▸ Document extract
= Beginning of Section =
However, in this blog, I want to express why mental health is an important issue for all of us, not just those who work in the field.

Why is mental health awareness so important?

Mental Health issues can take many different forms and vary from person to person, and over time. The importance of awareness and opening the topic of conversation is simple - mental health issues are all around us.

It is estimated that 1 in 4 adults in the UK will be diagnosed with a mental health condition at some point in their lifetime, as well as 1 in 10 children, and this doesn’t include those living in “silence”.

So here in the London office, Ambition is embracing the opportunity to celebrate and promote Mental Health Awareness. We want to embrace our PRIDE values to be inclusive of all individuals in order to help people be the best they can be and strive to make an impact on candidates and clients alike.

What can be done to promote good mental health in the workplace?

Mental health education and practice is vital, especially in the workplace, as individuals spend a large amount of their week at work. Creating an environment that promotes good mental health is important for the health and wellbeing of individuals as employers do have a duty of care and an obligation not to discriminate due to disability.

Good practices to promote good mental health can have positive business outcomes such as:

•    Increased productivity and efficiency, as well as innovation for the business 

•    Increase profit margins and reduce business costs

•    Improve staff morale and overall teamwork

•    Can reduce sickness and sick leave, presenteeism and staff turnover

•    The reputation of the employee, the team and the company.
= End of Section =
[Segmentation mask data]
= Beginning of Section =
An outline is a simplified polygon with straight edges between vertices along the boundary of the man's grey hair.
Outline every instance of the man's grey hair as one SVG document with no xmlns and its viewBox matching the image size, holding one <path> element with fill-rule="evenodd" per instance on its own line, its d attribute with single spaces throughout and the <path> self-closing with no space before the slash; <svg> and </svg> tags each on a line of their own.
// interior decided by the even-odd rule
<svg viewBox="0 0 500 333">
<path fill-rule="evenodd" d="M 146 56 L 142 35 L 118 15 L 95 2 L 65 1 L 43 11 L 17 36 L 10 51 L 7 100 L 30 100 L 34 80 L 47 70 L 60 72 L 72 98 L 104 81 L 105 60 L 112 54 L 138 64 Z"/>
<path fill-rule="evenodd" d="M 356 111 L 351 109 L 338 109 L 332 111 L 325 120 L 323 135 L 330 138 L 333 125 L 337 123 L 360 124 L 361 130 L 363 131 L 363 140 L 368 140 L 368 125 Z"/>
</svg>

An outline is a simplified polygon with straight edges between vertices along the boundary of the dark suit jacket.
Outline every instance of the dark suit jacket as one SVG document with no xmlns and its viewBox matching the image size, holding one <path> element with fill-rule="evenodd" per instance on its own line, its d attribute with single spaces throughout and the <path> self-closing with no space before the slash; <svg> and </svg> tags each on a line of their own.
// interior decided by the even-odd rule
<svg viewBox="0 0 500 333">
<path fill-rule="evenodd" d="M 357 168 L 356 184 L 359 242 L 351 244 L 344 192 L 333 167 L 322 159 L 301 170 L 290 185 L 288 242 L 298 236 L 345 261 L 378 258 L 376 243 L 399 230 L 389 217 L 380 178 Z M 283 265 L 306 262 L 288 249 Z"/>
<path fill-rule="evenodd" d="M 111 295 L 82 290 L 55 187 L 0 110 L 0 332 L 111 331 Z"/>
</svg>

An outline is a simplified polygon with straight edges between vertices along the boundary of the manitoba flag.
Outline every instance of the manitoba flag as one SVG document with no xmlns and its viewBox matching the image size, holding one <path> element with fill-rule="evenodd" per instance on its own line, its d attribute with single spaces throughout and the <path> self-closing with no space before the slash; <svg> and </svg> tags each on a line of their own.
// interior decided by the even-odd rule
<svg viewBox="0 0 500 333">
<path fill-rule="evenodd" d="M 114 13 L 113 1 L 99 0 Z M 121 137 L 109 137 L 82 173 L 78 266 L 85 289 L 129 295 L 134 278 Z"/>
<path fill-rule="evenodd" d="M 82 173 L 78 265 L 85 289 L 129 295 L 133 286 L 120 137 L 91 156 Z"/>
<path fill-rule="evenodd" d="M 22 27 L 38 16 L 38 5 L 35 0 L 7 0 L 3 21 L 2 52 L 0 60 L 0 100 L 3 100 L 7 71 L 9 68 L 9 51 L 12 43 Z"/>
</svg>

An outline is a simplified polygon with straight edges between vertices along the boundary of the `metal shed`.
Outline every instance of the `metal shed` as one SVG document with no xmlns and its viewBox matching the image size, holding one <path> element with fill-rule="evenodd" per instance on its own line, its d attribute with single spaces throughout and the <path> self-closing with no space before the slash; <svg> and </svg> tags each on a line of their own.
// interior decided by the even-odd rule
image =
= End of Section =
= Beginning of Section =
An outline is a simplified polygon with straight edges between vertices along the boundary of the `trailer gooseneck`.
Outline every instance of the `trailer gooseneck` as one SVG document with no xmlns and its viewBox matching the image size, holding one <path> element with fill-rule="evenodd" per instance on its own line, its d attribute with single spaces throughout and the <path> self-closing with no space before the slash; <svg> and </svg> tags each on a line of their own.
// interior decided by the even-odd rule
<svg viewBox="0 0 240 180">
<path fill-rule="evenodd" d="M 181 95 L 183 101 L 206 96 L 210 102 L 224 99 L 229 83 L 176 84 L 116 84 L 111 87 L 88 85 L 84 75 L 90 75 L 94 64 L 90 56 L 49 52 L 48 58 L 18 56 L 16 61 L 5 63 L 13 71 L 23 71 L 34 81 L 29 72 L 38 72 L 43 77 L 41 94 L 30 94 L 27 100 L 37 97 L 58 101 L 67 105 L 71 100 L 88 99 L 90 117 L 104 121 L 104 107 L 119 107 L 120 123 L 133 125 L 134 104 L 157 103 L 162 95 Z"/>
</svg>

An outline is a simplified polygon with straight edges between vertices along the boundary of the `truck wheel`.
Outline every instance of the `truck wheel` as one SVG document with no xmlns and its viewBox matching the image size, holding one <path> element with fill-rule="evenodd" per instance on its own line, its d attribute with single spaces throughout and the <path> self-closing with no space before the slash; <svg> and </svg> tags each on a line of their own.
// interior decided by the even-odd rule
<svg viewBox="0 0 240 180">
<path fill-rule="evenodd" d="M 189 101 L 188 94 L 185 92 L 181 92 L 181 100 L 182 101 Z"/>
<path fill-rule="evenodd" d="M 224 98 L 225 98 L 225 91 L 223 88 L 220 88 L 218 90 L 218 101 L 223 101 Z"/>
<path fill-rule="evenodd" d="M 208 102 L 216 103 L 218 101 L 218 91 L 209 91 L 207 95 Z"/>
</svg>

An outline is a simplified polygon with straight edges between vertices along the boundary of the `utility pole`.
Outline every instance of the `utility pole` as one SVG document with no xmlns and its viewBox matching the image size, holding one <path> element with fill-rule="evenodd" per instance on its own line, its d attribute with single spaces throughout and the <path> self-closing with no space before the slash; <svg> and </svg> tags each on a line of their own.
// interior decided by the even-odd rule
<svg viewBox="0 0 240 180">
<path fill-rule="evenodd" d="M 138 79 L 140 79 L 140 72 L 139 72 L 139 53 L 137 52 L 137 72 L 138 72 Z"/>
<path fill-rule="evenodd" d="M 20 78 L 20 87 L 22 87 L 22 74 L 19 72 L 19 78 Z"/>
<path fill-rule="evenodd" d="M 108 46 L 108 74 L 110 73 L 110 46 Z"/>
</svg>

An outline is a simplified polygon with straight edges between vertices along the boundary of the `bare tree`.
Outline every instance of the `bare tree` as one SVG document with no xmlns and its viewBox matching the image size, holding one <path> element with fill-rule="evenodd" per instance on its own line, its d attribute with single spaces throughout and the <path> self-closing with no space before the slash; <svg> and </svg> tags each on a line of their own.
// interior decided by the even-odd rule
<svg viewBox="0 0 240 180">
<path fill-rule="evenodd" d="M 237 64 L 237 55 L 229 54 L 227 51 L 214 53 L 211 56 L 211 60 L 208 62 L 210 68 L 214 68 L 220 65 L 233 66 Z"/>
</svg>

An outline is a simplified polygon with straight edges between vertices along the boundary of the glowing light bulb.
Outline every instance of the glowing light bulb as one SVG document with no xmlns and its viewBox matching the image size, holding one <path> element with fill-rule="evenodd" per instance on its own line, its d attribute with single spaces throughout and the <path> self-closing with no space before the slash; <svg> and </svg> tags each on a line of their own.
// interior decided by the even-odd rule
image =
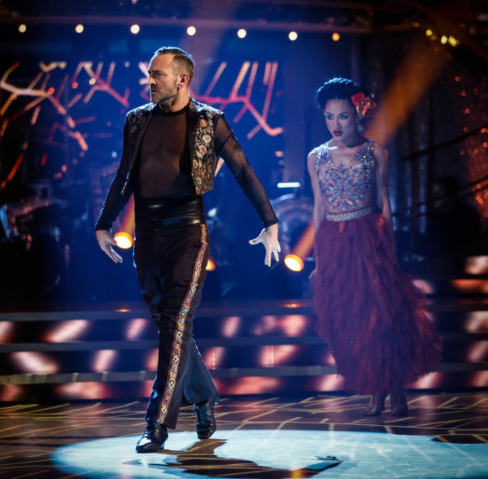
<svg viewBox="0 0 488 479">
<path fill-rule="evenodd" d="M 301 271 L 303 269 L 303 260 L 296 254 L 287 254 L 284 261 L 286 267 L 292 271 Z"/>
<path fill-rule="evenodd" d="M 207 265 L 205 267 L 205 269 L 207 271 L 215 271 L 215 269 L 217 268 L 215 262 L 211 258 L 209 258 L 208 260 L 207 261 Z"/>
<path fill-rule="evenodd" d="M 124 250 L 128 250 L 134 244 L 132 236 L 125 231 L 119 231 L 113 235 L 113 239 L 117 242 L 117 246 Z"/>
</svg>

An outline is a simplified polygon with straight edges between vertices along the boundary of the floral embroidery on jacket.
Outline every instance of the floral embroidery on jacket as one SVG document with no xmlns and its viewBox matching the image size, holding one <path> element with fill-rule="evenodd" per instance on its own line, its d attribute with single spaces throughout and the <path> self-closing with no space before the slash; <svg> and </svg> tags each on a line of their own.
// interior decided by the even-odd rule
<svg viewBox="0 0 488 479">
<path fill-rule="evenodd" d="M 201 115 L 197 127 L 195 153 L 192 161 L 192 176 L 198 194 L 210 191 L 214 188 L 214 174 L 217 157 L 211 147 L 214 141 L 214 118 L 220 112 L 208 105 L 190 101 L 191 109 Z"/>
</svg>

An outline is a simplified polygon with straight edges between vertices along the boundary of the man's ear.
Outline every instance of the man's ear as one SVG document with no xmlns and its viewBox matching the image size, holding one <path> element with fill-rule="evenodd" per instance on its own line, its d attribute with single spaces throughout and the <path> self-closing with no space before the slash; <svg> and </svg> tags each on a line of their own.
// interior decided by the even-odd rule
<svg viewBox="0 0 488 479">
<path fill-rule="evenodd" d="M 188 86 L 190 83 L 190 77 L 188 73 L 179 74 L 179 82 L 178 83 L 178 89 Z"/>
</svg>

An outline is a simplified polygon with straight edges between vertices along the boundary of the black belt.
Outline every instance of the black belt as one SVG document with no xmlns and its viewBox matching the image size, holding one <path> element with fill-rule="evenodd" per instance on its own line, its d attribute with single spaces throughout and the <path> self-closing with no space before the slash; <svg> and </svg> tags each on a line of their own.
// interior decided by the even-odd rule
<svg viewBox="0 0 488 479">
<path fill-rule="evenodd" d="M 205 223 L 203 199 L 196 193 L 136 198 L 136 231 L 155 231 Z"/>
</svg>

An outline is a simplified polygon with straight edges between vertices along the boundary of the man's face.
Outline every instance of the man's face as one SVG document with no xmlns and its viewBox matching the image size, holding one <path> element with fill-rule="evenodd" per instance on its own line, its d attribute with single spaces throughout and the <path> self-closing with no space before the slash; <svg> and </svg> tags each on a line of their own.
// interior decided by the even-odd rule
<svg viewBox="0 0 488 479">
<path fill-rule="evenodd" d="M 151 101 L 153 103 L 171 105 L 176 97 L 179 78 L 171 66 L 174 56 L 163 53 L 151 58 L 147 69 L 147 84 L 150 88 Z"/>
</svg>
= End of Section =
▸ What you are asked to do
Translate this sentence from the blog post about mental health awareness into Spanish: "Mental health education and practice is vital, especially in the workplace, as individuals spend a large amount of their week at work." Work only from the blog post about mental health awareness.

▸ Answer box
La educación y la práctica en salud mental son vitales, especialmente en el lugar de trabajo, ya que las personas pasan gran parte de su semana en el trabajo.